- [WHAT YOU HAVE TO DO]
Quote, with no changes, the lines that run from the top of the material to the line with "Query: flower field", both included.

- [INPUT]
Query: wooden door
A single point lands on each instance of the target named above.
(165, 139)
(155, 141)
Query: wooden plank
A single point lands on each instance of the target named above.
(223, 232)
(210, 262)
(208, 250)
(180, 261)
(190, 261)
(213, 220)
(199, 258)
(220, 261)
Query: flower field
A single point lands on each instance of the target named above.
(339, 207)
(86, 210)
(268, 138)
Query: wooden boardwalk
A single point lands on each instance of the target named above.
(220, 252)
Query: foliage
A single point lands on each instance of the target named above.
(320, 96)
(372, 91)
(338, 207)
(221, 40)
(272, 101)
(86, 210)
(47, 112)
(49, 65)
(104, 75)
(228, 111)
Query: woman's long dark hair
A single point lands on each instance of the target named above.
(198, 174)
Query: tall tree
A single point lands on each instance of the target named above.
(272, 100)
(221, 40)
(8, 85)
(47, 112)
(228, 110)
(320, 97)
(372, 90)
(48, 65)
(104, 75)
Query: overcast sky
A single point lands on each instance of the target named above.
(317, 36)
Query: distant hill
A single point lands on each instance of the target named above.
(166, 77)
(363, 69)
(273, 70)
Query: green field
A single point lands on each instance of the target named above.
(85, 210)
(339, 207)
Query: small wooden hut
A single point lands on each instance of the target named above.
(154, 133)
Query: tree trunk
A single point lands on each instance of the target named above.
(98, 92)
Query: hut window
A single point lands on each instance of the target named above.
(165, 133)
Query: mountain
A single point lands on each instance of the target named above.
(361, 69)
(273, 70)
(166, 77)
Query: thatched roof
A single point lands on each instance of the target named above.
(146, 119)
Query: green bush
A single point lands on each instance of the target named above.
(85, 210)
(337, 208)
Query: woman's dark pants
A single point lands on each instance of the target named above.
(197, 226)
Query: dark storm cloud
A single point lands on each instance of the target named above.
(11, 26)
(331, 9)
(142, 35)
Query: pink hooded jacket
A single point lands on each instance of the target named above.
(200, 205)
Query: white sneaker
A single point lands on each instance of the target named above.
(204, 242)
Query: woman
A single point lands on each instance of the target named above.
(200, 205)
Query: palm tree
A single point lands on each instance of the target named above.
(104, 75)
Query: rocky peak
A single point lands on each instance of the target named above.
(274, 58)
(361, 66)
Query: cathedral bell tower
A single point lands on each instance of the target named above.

- [WRITTEN ANSWER]
Query: wooden door
A single point lands on each instance of the target named above.
(165, 139)
(155, 141)
Query: wooden plank
A single point lands on each instance of the target named above.
(223, 232)
(210, 262)
(208, 250)
(180, 261)
(190, 261)
(213, 220)
(199, 258)
(220, 261)
Query: flower field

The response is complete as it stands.